→ Task description
Output the following records as a JSON list of strings, one string for each line, leaving out blank lines.

→ Recorded data
============

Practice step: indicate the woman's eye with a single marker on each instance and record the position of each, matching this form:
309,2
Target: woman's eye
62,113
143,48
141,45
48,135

============

→ Finished exercise
[
  "Practice step: indicate the woman's eye with a single marker on each instance and record the position of each, matching this form:",
  "309,2",
  "Target: woman's eye",
  "62,113",
  "143,48",
  "141,45",
  "48,135"
]